YOUR TASK.
Extract everything in the passage on property and intolerance in Ireland from "The Irish Government, by" down to "populist, political leadership.".

EXCERPT PROVIDED.
╔══

The Irish Government, by encouraging home-ownership and neglecting the rented accommodation sector, has arguably done something similar. If not conservative, the electorate could well be described as reactionary: the perfect match for a populist, political leadership.
However, by far the most significant factor in strengthening our pro-property attitudes, is not the residents' associations nor the Government, but the inflationary housing market which exists at present. Is it merely a coincidence that racism and bigotry have become more widespread since house prices began galloping upwards? Or are many of these expressions of intolerance - against asylum seekers, Travellers, psychiatric patients and so on - not rooted in the same kind of paranoia about real or, in these cases, imagined threats to one's home?
THE primacy of property has become a defining principle of modern Ireland. How else could we have developments such as that in Terenure, which I visited recently, where four houses in an estate of more than 100 were built without upstairs windows at the rear, merely because they backed on to a housing scheme for settled Travellers? That such "defences" exist is sad. That they go almost unnoticed is even sadder.

╚══

Natural-language descriptions of regions:
╔══

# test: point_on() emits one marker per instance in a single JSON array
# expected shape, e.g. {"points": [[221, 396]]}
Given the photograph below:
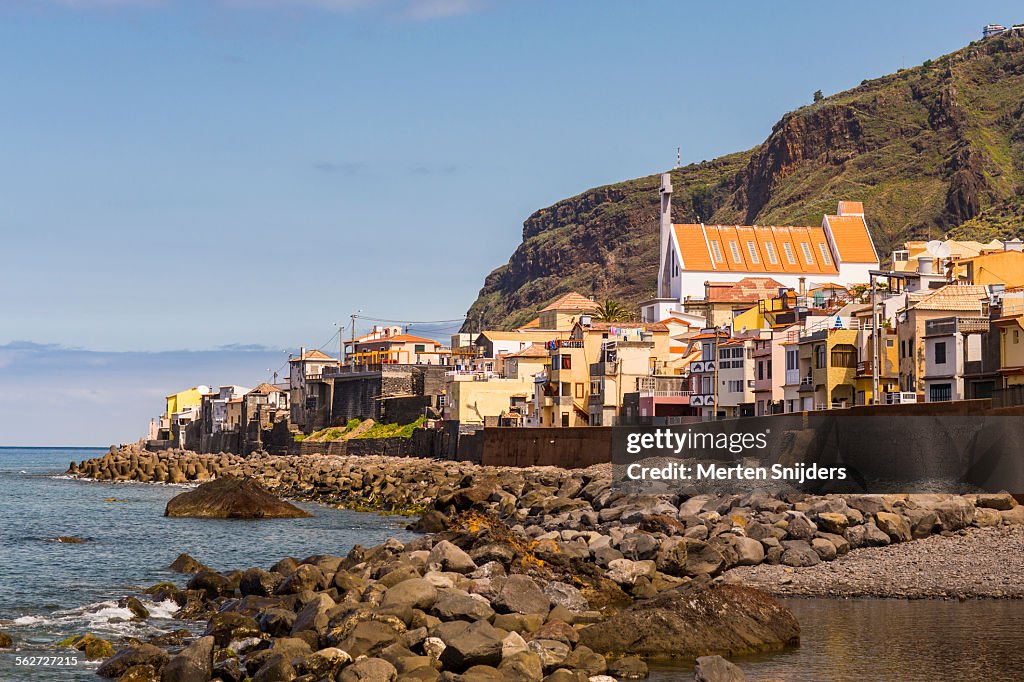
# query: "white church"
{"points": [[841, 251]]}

╚══
╔══

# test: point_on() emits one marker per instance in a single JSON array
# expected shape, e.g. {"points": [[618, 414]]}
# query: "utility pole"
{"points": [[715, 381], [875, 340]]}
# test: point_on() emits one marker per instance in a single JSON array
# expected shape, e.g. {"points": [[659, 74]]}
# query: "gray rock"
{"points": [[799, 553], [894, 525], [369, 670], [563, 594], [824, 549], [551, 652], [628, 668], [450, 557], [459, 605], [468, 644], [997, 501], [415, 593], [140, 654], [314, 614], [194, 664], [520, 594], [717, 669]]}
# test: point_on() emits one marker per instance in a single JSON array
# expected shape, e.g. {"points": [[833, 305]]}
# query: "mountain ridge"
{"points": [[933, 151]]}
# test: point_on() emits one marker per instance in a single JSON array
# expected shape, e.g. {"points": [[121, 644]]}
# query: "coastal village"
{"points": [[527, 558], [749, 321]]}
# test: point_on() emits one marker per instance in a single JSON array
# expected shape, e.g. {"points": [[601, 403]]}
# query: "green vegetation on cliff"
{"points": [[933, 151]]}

╚══

EXERCISE SOLUTION.
The Irish Government, by encouraging home-ownership and neglecting the rented accommodation sector, has arguably done something similar. If not conservative, the electorate could well be described as reactionary: the perfect match for a populist, political leadership.